» **Extract to read**:
* begin *
Authoritarian regimes in almost fifty countries around the world have collapsed or been reformed since 1970. These transitions have resulted in democracy when the new regime, at the very least, conducts regular, open, and competitive elections of top government officials; makes bureaucratic agencies of the state responsible to the elected parliament and/or chief executive; and guarantees a minimum of civil liberties to its citizens. The literature on democratic transitions and their consolidation is primarily concerned with explaining why and how, at the macro level, the institutional reforms necessary for democracy are brought about and preserved.

Another aspect of regime transition has been undertheorized in this literature. That is: as regime change takes place, how do citizens at the local level claim the rights embodied by the new national institutions?

Seen from this angle, transitions cannot adequately be reduced to single, holistic narratives that homogenize the political experience of citizens within national territories. The historical reality is that both formal and effective democratic rights are usually extended variably—by gender, race, ethnicity, economic sector, region, and so on—within a nation over time. Of particular relevance to this study, the democratic rights most important to labor—to freely organize unions, bargain collectively, and strike—are not explicitly included in many macroanalyses of democratic change. They form part of a broad array of popular demands that inevitably accompany the macroinstitutional reforms of regime transition.

Because of their concern with national institutional reform, many scholars share a rather narrow view of the role of popular pressures in democratic transitions. Either popular organizations and movements are seen as unimportant, or their only relevance is their capacity and inclination to upset the carefully constructed transition, once it has been installed from above. Thus Adam Przeworski in Democracy and the Market writes: "It seems as if an almost complete docility and patience on the part of organized workers are needed for a democratic transformation to succeed." In a similar vein, Terry Karl in Dilemmas of Democratization in Latin America asserts:

No stable political democracy has resulted from regime transitions in which mass actors have gained control, even momentarily, over traditional ruling classes.... Thus far, the most frequently encountered types of transition, and the ones which have most often resulted in the implantation of a political democracy, are "transitions from above."

These and other similar comments prompted Charles Tilly to decry the "top-down models, instrumental and constructivist approaches to democratization, and short-run analyses" that currently prevail in the literature.
* end *
» **Problem statement**: In the passage on democratic transitions, please state how many countries have seen authoritarian regimes collapse or be reformed since 1970. The records aren't needed for this.

Entries on locating named items:
* begin *
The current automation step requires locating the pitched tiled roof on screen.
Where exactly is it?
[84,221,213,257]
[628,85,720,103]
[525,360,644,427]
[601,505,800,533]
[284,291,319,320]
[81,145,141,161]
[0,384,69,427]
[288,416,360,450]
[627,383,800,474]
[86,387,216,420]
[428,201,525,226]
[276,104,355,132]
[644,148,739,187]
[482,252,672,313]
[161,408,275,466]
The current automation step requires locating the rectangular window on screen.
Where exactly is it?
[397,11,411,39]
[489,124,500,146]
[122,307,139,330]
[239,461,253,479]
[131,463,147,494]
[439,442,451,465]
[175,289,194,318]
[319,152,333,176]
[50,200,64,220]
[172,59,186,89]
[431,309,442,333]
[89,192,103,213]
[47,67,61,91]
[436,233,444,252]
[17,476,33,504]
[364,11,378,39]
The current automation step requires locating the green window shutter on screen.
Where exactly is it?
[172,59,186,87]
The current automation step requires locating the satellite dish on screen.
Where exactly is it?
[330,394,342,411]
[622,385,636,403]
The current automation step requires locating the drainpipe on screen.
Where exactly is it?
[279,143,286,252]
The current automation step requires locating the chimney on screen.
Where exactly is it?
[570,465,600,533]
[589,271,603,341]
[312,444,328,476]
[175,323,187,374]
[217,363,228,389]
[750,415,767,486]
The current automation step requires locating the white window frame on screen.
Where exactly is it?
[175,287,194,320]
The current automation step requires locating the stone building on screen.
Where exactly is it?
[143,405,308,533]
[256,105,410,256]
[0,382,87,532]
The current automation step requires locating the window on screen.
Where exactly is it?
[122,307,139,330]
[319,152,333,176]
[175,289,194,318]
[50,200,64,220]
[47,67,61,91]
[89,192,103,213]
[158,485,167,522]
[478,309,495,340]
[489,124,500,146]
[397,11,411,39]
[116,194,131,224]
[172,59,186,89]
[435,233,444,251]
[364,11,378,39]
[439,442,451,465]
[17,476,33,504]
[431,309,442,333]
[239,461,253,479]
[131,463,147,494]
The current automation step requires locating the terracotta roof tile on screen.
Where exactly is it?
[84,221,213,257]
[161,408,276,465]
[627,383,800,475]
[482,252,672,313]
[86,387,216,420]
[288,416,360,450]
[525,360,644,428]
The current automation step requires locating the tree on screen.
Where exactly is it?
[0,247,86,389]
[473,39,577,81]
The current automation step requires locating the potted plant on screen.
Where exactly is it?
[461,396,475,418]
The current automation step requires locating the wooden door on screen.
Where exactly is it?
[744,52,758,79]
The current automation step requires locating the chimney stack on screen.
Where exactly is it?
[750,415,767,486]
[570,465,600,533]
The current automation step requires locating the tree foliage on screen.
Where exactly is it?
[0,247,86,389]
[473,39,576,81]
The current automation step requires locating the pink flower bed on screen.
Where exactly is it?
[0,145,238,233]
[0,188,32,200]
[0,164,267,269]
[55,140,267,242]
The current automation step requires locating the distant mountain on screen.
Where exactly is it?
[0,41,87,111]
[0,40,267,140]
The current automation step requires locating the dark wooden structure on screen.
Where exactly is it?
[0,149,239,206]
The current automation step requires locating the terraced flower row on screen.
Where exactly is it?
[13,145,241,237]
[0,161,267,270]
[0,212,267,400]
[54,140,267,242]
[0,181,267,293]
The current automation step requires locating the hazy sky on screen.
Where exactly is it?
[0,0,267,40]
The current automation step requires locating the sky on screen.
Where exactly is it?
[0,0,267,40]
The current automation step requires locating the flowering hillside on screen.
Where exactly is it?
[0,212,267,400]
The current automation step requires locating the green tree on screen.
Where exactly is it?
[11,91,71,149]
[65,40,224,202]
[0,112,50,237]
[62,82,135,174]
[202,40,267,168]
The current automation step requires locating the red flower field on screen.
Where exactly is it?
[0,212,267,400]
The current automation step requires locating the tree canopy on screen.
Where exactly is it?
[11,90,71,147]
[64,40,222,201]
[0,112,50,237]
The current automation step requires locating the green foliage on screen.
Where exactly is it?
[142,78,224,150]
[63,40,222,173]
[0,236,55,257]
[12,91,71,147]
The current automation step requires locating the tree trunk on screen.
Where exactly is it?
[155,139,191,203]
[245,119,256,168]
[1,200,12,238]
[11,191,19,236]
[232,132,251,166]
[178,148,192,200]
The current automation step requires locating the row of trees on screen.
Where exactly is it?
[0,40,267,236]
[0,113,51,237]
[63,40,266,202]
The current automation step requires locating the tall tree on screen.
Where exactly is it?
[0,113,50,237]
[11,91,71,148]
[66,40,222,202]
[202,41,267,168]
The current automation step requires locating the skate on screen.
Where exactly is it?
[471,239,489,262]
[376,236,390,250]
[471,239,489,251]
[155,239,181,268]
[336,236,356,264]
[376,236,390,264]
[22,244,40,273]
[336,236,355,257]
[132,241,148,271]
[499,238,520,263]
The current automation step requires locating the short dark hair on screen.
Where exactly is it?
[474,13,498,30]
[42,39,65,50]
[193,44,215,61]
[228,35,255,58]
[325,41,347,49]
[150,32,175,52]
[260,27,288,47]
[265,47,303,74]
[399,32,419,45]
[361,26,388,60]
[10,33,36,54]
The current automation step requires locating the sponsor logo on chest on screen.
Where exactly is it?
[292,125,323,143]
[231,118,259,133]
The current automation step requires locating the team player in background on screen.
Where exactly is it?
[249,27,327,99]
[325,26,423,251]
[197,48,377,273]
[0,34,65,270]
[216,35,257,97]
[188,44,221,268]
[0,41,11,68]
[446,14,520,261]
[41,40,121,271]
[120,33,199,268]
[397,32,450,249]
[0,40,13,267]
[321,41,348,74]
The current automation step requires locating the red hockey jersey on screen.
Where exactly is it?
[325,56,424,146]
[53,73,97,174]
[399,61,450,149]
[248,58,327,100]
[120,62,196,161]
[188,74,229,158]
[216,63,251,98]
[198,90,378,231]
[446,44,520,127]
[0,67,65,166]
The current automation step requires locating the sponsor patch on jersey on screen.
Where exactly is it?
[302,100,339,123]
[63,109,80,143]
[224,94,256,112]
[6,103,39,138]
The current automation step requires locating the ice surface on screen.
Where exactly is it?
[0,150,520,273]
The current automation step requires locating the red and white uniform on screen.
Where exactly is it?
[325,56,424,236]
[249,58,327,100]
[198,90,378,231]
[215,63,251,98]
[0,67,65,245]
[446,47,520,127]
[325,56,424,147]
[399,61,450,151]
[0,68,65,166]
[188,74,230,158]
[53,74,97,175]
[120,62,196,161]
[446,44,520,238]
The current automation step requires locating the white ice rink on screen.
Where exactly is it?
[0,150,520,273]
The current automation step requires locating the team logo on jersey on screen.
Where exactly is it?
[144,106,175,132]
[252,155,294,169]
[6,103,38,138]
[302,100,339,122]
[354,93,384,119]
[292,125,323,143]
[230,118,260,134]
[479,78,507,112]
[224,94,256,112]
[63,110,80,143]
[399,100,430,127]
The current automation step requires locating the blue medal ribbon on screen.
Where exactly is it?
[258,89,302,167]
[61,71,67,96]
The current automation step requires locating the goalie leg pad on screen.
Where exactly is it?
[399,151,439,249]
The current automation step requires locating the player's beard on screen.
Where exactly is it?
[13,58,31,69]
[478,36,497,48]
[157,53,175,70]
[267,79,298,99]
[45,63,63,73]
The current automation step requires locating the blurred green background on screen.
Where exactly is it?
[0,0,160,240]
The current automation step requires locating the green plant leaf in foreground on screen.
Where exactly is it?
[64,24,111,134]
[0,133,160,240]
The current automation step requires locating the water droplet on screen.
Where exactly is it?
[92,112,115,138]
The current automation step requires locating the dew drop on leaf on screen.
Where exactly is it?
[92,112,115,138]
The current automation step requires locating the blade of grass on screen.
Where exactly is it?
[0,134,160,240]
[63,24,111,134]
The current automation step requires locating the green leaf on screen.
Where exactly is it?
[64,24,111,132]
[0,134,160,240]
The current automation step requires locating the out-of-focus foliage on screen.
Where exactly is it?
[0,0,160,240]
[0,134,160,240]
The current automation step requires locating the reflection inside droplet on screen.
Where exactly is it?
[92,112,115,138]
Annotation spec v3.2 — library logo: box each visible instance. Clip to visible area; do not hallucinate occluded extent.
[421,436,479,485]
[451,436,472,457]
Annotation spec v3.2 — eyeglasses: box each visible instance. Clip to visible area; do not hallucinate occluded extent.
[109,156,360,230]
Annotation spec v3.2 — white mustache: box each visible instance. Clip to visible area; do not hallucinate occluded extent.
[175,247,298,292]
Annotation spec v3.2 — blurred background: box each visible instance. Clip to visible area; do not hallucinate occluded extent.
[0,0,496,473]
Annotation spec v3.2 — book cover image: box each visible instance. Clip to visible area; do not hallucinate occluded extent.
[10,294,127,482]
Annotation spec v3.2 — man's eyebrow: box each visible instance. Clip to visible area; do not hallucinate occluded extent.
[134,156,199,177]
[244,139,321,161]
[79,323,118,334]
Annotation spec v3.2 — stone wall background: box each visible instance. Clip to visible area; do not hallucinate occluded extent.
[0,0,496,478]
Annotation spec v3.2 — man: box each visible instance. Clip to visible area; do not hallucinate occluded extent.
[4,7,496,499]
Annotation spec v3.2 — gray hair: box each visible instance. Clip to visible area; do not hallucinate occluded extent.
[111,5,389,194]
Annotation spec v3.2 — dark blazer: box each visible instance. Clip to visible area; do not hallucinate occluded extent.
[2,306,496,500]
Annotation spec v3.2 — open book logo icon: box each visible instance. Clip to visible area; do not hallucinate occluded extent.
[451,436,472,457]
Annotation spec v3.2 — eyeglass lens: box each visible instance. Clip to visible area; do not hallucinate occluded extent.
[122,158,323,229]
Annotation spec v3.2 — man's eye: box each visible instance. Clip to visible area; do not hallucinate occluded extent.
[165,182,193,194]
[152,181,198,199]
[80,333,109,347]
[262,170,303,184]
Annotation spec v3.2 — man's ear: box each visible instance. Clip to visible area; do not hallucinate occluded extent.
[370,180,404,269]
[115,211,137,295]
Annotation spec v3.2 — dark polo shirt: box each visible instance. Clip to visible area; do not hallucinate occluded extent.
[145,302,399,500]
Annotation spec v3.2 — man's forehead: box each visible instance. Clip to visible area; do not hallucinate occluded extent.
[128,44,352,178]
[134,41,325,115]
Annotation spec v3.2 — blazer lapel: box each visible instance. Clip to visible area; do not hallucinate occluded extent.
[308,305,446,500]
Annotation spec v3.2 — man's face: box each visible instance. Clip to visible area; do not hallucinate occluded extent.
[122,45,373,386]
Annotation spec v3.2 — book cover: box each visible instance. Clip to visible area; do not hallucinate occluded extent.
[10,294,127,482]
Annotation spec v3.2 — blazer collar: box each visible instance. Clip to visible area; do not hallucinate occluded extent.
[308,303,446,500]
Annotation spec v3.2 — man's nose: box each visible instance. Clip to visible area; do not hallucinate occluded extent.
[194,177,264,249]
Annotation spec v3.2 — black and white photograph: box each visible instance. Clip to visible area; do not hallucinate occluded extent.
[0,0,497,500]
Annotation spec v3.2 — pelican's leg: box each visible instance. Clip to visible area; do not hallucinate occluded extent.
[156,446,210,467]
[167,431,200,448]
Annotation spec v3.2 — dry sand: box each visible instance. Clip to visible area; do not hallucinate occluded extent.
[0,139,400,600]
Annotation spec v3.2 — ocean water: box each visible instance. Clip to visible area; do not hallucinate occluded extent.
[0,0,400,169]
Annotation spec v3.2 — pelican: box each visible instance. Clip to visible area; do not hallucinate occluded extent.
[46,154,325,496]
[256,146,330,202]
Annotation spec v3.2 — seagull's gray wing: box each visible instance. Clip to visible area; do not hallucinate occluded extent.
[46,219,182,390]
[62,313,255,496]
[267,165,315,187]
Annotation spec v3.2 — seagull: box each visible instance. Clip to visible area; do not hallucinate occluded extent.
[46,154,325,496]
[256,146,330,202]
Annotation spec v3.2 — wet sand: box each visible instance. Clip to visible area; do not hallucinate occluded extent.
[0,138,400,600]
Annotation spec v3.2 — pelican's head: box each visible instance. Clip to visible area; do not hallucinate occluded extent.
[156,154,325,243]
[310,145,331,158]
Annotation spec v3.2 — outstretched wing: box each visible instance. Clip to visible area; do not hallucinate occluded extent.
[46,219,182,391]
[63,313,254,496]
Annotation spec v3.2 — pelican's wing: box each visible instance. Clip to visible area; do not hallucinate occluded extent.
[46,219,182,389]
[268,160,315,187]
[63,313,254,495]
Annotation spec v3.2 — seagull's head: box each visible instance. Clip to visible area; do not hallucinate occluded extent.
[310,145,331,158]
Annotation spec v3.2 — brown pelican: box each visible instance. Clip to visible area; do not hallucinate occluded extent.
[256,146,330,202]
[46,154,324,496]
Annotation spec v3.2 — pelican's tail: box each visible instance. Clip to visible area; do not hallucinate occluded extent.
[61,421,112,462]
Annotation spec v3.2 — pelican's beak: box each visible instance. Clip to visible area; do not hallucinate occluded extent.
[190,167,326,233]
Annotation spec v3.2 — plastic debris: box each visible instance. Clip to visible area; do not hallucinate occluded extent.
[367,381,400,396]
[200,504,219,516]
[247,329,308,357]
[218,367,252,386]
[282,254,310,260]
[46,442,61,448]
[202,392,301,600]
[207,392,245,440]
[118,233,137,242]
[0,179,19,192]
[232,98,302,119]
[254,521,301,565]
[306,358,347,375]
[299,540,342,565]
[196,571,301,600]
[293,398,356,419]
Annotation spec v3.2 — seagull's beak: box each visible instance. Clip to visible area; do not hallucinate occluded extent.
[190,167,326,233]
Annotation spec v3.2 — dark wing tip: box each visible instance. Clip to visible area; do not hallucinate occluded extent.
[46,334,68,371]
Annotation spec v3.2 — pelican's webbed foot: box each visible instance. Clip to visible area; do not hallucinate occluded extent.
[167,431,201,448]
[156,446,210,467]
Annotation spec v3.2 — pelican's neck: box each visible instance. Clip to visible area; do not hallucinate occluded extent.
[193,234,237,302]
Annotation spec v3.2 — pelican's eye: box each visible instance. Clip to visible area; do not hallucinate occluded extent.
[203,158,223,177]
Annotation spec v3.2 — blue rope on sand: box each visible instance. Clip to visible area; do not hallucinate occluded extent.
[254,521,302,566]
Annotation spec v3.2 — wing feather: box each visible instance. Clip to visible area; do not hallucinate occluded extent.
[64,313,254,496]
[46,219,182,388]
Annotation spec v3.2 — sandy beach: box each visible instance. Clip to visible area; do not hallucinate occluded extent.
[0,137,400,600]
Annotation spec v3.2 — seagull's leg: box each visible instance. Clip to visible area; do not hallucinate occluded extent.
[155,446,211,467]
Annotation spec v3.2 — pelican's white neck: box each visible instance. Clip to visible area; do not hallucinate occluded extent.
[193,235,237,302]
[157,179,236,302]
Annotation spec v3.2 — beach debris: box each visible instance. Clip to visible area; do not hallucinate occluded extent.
* end *
» **In response**: Almost fifty.